__Provided text__.
Obviously you think that scanning memory for the terminating zero is
vastly more efficient than accessing it directly with the string length.

Each time you access the length of a zero terminated string you must
start that unbounded memory scan, source of countless
errors. Operations like strcat depend on the length of the first
string, that must be
recalculated over and over.

Obviously you have a different concept for "efficiency" than I do.

Length delimited strings are INHERENTLY faster than zero terminated ones.

Is that too difficult for you to understand?

jacob, this kind of attitude is a very large part of the reason you're
not taken very seriously around here. You insist on using strawman
arguments, constructing parodies of what you *assume* other people
believe. And you're usually wrong in your assumptions.

I'm 99.9% certain that Eric does *not* "think that scanning memory for
the terminating zero is vastly more efficient than accessing it
directly with the string length".

Stop putting words in people's mouths. We don't care what you think
other people believe. We *might* care what you believe, if you would
take the time to state it without being condescending.

Or is that too difficult for you to understand? (I'm sure it isn't,
but you have yet to demonstrate it.)
 
B

Bill Pursell

jacob navia asked the hypothetical question:
Buffer overflows however, are not a "performance" problem?

__Stored records__.
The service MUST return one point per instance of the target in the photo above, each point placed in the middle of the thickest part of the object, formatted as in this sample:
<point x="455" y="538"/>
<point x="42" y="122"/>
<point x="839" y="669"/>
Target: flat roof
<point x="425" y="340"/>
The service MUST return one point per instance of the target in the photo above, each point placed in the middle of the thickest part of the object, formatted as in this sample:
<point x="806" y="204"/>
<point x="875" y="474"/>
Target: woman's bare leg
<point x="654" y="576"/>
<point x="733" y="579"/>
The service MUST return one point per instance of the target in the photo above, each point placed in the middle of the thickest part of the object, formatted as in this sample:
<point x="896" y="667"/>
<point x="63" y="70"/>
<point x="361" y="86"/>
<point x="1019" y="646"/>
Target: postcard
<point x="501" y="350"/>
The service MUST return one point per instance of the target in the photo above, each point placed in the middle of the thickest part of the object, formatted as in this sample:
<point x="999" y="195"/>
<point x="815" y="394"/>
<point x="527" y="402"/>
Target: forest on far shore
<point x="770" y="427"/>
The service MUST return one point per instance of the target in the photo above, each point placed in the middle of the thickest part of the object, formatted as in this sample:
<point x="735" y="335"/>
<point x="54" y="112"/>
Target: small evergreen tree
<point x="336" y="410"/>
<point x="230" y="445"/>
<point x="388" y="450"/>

__Directions__.
[A] Translate this sentence from the thread on string termination into Spanish: "Length delimited strings are INHERENTLY faster than zero terminated ones."
[B] Retype the passage of the thread on string termination that runs from "Length delimited strings" up to and including "in your assumptions.".
The rows are not needed here.

__Problem solutions__.
[A] Las cadenas delimitadas por longitud son INHERENTEMENTE más rápidas que las terminadas en cero.

[B]
Length delimited strings are INHERENTLY faster than zero terminated ones.

Is that too difficult for you to understand?

jacob, this kind of attitude is a very large part of the reason you're
not taken very seriously around here. You insist on using strawman
arguments, constructing parodies of what you *assume* other people
believe. And you're usually wrong in your assumptions.